— Start of Excerpted passage —

For the three months ended March 31 , 1998, the Company's taxable income per
share of $0.484 was higher than the Company's declared dividend per share of
$0.300. The majority of the difference was caused by GAAP and tax differences
related to the sale of the single-family operations in May 1996. For tax
purposes, the sale of the single-family operations is accounted for on an
installment sale basis with annual taxable income of approximately $10 million
from 1996 through 2001. Cumulative undistributed taxable income represents
timing differences in the amounts earned for tax purposes versus the amounts
distributed. Such amounts can be distributed for tax purposes in the subsequent
year as a portion of the normal quarterly dividend. Such amounts also include
certain estimates of taxable income until such time that the Company files its
federal income tax returns for each year.
Year 2000
The Year 2000 issue affects virtually all companies and organizations. Many
companies have existing computer applications which use only two digits to
identify a year in the date field. These applications were designed and
developed without considering the impact of the change of the century. If not
corrected these computer applications may fail or create erroneous results by
the year 2000.

— End of Excerpted passage —
— Start of Provided records —

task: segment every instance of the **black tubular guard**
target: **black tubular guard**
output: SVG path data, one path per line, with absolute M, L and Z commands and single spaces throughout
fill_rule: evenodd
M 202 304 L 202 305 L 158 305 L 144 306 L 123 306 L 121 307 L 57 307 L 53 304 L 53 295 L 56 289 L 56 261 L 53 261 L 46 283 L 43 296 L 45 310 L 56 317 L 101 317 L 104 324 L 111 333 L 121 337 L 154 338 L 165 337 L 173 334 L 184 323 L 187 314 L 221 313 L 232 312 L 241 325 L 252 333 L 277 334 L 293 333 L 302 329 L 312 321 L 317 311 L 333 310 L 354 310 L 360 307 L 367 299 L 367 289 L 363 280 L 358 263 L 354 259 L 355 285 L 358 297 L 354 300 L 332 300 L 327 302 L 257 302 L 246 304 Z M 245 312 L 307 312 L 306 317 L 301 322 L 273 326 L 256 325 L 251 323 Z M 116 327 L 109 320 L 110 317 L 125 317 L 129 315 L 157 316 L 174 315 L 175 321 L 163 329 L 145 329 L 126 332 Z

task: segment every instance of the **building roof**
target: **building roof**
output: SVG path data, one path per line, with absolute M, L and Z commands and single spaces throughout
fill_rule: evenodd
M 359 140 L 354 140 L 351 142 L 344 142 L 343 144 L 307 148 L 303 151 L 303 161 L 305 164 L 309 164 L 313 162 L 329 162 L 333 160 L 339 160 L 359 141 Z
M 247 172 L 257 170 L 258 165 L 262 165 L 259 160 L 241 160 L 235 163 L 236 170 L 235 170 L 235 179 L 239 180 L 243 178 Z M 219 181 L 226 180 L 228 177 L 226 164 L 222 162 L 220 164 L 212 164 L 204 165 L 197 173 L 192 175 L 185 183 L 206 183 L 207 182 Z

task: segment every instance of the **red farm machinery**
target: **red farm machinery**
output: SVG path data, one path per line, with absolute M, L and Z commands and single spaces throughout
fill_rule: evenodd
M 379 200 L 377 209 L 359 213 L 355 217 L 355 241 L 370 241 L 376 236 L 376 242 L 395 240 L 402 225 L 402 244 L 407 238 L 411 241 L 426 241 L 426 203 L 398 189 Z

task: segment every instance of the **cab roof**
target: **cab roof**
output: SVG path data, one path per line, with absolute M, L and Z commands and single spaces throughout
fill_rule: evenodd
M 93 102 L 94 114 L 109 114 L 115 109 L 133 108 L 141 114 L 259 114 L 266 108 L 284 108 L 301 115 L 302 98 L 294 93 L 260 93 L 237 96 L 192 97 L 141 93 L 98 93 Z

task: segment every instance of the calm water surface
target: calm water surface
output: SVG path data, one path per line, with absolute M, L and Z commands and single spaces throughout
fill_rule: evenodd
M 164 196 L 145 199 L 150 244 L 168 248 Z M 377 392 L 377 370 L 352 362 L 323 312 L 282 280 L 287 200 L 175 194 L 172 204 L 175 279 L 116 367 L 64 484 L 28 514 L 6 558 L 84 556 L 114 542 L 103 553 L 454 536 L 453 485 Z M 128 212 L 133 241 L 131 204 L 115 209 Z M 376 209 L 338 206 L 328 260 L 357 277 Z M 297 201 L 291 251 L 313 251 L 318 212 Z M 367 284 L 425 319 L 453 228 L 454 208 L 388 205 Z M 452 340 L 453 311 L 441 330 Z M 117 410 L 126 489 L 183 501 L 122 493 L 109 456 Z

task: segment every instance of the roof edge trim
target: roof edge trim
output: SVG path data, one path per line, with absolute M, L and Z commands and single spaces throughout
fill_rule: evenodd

— End of Provided records —

◆ **Exercise directions**: Extend the excerpt on the Company's taxable income and the Year 2000 issue, beginning directly after its final sentence.

◆ **Task answer**:
The majority of the Company's information critical systems have been
developed internally since 1992. The development of these systems was undertaken
with full awareness of issues involving the Year 2000, and consequently the
Company does not expect to encounter any significant Year 2000 problems with
these systems.
The Company also relies upon a small number of third party software vendors
for certain information systems. Testing of these vendors' systems is expected
to be completed by the end of 1998, and the Company does not expect to see any
significant impact to the operations supported by these vendors as a result of
Year 2000 problems. Additionally, the Company does not expect that any expenses
incurred as a result of any necessary modifications will be material to the
results of operations.
LIQUIDITY AND CAPITAL RESOURCES
The Company has various sources of cash flow upon which it relies for its
working capital needs. Sources of cash flow from operations include primarily
net interest margin and the return of principal on the portfolio of investments.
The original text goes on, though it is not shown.